▶

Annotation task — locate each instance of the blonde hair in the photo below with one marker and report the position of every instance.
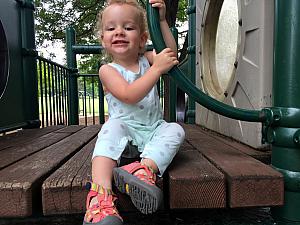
(135, 4)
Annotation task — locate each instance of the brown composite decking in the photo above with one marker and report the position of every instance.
(44, 171)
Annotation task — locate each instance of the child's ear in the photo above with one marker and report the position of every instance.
(144, 38)
(102, 43)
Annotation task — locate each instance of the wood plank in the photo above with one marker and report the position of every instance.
(195, 183)
(20, 183)
(263, 155)
(64, 191)
(11, 155)
(250, 182)
(23, 136)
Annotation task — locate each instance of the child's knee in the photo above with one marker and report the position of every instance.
(178, 131)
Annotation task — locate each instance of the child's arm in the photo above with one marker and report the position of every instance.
(137, 90)
(167, 35)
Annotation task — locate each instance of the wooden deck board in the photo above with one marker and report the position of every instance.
(23, 136)
(249, 182)
(46, 173)
(64, 191)
(20, 184)
(13, 154)
(195, 183)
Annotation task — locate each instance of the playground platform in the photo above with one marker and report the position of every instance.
(43, 173)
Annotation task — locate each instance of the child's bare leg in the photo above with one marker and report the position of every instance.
(102, 171)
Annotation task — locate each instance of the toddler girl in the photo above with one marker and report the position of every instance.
(135, 114)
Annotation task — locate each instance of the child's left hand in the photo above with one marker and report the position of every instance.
(160, 4)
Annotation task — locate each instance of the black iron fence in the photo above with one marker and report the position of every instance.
(53, 95)
(52, 92)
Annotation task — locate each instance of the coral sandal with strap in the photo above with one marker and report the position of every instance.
(141, 188)
(104, 211)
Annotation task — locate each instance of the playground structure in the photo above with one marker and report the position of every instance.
(280, 121)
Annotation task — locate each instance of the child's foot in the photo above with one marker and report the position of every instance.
(101, 209)
(138, 181)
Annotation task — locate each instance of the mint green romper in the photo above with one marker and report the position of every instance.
(141, 124)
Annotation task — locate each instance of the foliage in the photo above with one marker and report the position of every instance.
(53, 17)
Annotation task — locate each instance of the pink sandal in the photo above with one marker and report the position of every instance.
(141, 188)
(104, 212)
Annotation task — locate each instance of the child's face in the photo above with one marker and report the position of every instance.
(121, 35)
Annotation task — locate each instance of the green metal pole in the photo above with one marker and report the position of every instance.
(29, 53)
(72, 79)
(173, 87)
(286, 94)
(191, 57)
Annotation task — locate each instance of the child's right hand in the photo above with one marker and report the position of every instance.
(164, 61)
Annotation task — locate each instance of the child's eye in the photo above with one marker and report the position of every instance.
(129, 28)
(110, 28)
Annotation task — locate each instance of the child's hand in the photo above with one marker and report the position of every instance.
(160, 4)
(165, 60)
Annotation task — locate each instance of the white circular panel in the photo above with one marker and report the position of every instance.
(234, 62)
(219, 46)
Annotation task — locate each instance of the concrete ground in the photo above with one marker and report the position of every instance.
(254, 216)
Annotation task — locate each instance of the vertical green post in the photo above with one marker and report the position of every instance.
(29, 53)
(191, 57)
(173, 87)
(72, 79)
(286, 94)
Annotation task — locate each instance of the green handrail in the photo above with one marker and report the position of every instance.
(188, 87)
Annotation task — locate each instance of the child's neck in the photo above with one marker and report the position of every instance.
(129, 64)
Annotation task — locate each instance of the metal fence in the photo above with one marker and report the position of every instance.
(52, 92)
(54, 98)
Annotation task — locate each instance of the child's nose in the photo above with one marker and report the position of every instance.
(119, 31)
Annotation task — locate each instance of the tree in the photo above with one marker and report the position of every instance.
(53, 17)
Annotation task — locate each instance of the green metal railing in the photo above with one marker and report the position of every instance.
(281, 123)
(87, 102)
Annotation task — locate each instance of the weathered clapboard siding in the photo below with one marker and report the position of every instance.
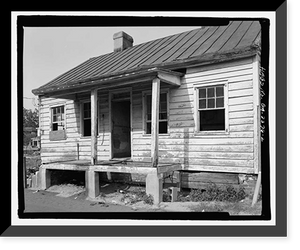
(228, 152)
(232, 152)
(75, 145)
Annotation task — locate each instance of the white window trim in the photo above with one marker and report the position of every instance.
(81, 117)
(51, 116)
(196, 108)
(149, 92)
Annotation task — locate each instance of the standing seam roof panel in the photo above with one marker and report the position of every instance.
(210, 41)
(145, 57)
(206, 40)
(191, 42)
(170, 47)
(189, 53)
(250, 35)
(177, 47)
(108, 68)
(157, 52)
(139, 56)
(133, 55)
(234, 39)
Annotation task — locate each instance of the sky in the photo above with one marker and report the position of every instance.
(51, 51)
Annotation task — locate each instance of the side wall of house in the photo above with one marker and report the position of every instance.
(232, 152)
(236, 151)
(74, 145)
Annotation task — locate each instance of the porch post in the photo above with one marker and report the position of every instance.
(155, 121)
(94, 124)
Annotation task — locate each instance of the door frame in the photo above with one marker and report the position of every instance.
(111, 92)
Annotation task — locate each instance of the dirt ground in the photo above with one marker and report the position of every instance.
(117, 197)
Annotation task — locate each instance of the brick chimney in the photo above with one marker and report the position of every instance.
(122, 41)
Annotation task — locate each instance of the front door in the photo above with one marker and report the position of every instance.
(121, 128)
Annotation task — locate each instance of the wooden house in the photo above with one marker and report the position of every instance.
(187, 102)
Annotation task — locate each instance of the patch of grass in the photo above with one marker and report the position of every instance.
(136, 196)
(215, 193)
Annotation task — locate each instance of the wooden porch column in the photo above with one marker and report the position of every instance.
(94, 124)
(155, 121)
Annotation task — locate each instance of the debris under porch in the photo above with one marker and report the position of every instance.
(154, 175)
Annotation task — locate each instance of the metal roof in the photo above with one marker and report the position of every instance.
(164, 53)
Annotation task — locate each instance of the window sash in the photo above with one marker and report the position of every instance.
(219, 94)
(57, 118)
(210, 97)
(163, 112)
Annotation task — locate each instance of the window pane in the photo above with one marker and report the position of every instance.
(202, 104)
(148, 103)
(148, 128)
(202, 93)
(220, 102)
(163, 127)
(211, 120)
(163, 116)
(87, 127)
(163, 107)
(54, 126)
(54, 119)
(211, 103)
(163, 97)
(219, 91)
(210, 92)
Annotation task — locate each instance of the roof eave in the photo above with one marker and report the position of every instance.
(128, 77)
(148, 71)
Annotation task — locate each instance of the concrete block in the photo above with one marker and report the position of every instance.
(154, 186)
(43, 178)
(92, 183)
(174, 193)
(34, 182)
(29, 182)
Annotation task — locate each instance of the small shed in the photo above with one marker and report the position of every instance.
(187, 102)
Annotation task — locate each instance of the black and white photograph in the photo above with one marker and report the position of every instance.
(134, 120)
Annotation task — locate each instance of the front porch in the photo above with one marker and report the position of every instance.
(154, 176)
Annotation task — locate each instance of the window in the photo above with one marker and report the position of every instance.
(58, 118)
(86, 119)
(211, 114)
(163, 113)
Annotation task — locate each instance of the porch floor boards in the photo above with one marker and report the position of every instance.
(114, 165)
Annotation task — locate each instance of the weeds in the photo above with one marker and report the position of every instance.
(136, 196)
(216, 193)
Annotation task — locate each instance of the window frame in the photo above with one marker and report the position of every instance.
(82, 102)
(198, 86)
(145, 120)
(51, 116)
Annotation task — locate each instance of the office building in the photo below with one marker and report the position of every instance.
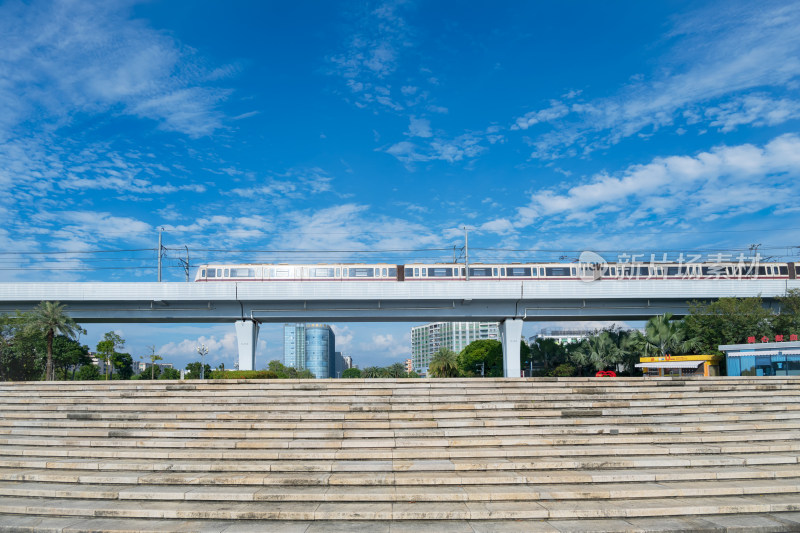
(312, 347)
(563, 336)
(427, 339)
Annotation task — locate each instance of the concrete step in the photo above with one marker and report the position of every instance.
(412, 510)
(750, 523)
(493, 454)
(527, 492)
(404, 478)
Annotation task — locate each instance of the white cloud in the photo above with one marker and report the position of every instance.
(724, 181)
(755, 109)
(555, 111)
(719, 55)
(219, 349)
(61, 57)
(385, 346)
(420, 127)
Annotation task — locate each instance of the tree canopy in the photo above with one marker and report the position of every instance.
(443, 364)
(51, 319)
(487, 353)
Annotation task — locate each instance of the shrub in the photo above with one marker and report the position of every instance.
(243, 374)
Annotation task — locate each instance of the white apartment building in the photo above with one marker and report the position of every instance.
(427, 339)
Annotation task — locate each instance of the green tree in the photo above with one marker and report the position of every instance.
(396, 370)
(108, 347)
(727, 321)
(51, 319)
(564, 370)
(22, 349)
(193, 370)
(123, 362)
(663, 335)
(788, 320)
(632, 345)
(598, 351)
(372, 372)
(88, 373)
(444, 364)
(170, 373)
(153, 358)
(486, 352)
(548, 353)
(69, 353)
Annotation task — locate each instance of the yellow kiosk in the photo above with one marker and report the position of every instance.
(680, 365)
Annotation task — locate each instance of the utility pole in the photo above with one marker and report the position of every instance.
(185, 264)
(466, 250)
(203, 351)
(160, 248)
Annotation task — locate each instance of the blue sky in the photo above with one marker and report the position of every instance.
(244, 128)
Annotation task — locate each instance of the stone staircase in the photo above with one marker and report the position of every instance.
(568, 454)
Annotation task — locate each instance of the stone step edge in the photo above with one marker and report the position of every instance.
(778, 522)
(542, 509)
(397, 494)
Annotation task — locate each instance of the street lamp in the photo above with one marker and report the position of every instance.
(202, 350)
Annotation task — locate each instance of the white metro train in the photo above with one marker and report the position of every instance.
(493, 272)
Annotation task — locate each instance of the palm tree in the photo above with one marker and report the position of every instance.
(664, 336)
(397, 370)
(50, 318)
(371, 372)
(444, 364)
(599, 351)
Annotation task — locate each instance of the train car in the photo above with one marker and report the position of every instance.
(493, 272)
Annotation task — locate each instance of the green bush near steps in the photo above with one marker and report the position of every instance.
(243, 374)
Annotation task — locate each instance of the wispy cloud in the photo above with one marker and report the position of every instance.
(725, 181)
(719, 55)
(61, 57)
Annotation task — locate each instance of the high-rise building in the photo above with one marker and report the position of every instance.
(294, 345)
(426, 340)
(320, 350)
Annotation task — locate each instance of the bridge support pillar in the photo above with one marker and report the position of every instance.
(510, 335)
(247, 335)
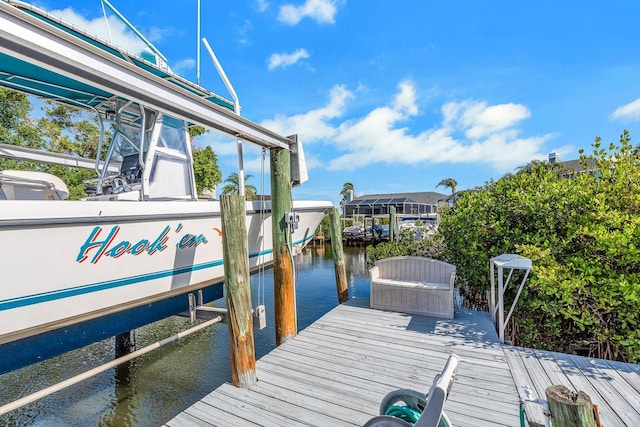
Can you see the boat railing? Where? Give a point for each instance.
(31, 185)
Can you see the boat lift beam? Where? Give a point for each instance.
(29, 39)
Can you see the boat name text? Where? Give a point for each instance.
(95, 248)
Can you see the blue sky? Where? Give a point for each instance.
(395, 96)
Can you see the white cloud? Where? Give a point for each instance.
(183, 65)
(469, 132)
(629, 111)
(261, 5)
(285, 60)
(117, 32)
(323, 11)
(315, 125)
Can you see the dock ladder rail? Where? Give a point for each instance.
(512, 262)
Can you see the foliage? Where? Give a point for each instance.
(406, 246)
(206, 170)
(233, 185)
(583, 236)
(69, 130)
(61, 129)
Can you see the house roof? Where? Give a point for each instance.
(427, 198)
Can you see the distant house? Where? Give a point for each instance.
(570, 168)
(418, 204)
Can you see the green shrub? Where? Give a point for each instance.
(583, 236)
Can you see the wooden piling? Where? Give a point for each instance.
(283, 284)
(392, 223)
(569, 409)
(238, 290)
(338, 256)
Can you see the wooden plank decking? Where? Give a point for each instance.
(335, 373)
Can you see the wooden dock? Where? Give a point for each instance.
(336, 372)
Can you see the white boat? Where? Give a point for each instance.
(131, 251)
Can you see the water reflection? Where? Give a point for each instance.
(153, 388)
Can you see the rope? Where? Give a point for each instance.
(404, 413)
(263, 207)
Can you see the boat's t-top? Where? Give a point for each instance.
(151, 152)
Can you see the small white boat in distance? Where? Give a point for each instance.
(130, 252)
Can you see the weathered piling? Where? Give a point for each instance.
(392, 223)
(569, 409)
(238, 290)
(338, 256)
(283, 283)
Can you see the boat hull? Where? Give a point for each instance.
(69, 262)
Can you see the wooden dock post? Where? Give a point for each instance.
(569, 409)
(283, 284)
(238, 290)
(392, 223)
(338, 256)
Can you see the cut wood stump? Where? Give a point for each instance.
(569, 409)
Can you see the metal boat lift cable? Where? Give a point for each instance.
(88, 374)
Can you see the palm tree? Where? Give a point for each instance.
(449, 183)
(346, 189)
(233, 180)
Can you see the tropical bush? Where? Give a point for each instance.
(582, 232)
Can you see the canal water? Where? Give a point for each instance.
(152, 389)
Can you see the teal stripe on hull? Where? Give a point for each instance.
(27, 300)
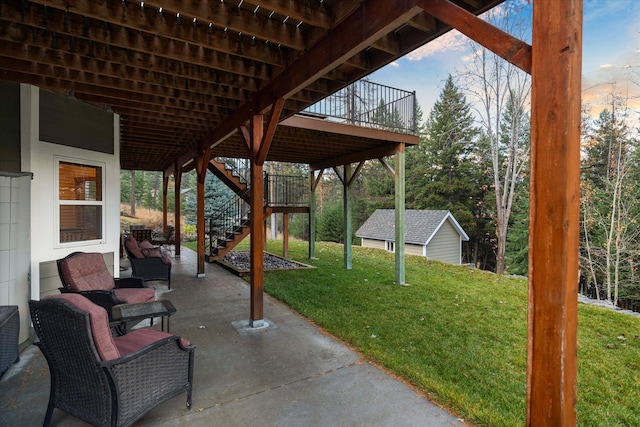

◀

Aim of the task: Retype the lines exactly as they appear, beginning with the line that contains "Can you see the boat hull?" and ending with the final line of the entries, and omit the pictures.

The answer:
Can you see the boat hull? Where? Give a point for each instance.
(69, 262)
Can you see the wooden dock post? Where? Give a point for each instance.
(569, 409)
(283, 284)
(238, 290)
(392, 223)
(338, 256)
Can you see the cut wood stump? Where? Give a point for each instance.
(569, 409)
Can you see the metal boat lift cable? Where? Give a point for each instance.
(88, 374)
Can you see the palm tree? Where? Give a point for each instance.
(449, 183)
(346, 189)
(233, 180)
Can you see the tropical bush? Where? Give a point for each instance.
(582, 232)
Can you see the canal water? Where? Give a point for each instance.
(152, 389)
Can you see the teal stripe on hull? Where? Give a point for each instance.
(27, 300)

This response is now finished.